### Data supplied
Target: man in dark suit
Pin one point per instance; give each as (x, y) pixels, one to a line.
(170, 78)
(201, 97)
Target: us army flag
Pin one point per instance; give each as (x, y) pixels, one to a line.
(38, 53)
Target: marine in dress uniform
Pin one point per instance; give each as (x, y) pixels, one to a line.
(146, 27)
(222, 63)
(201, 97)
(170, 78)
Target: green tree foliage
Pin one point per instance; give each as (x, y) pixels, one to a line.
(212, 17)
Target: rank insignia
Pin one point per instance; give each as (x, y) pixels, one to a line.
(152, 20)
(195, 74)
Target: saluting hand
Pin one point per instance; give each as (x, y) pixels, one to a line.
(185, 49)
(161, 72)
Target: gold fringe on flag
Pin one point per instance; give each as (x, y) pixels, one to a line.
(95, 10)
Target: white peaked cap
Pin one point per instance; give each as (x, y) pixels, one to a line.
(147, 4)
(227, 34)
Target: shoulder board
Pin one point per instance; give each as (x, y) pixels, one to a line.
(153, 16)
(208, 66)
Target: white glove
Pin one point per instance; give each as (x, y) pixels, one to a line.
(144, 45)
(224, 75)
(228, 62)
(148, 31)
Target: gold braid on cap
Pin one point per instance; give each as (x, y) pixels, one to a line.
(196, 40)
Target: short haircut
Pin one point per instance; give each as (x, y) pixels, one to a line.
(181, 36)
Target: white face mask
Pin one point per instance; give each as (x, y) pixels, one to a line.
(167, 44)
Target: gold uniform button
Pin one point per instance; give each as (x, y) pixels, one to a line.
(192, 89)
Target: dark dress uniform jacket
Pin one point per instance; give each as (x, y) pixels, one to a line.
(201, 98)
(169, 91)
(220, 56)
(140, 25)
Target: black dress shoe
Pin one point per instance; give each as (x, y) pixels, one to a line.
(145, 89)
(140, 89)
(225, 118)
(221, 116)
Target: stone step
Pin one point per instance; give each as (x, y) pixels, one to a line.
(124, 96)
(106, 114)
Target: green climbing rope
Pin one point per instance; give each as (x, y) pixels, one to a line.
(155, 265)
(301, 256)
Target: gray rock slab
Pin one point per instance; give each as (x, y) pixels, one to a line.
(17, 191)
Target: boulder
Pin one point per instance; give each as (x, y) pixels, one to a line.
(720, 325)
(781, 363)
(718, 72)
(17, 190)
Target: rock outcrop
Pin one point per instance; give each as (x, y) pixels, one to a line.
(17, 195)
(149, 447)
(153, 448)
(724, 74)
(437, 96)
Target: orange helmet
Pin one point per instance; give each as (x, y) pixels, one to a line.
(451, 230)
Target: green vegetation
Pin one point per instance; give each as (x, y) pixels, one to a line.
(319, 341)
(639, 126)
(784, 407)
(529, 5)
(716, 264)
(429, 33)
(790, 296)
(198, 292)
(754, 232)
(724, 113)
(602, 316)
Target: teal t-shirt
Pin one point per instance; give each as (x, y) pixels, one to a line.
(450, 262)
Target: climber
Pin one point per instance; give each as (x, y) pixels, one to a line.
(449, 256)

### Assignment
Among the records above, a stretch begins at the line containing "Target: green tree foliage" and ends at the line containing "Target: white peaked cap". Restate that stretch word for word, and nothing else.

### Your solution
Target: green tree foliage
Pin one point per instance; give each as (x, y) pixels, one to a line.
(212, 17)
Target: rank insignia
Pin one point per instance; give each as (x, y) pixels, one to a line.
(152, 20)
(195, 74)
Target: saluting hand
Pin one point per instance; give each as (x, y) pixels, one to a line.
(185, 49)
(161, 72)
Target: gold fringe on flag
Pin one point per instance; give each as (x, y) pixels, one to a line.
(95, 10)
Target: white peaked cap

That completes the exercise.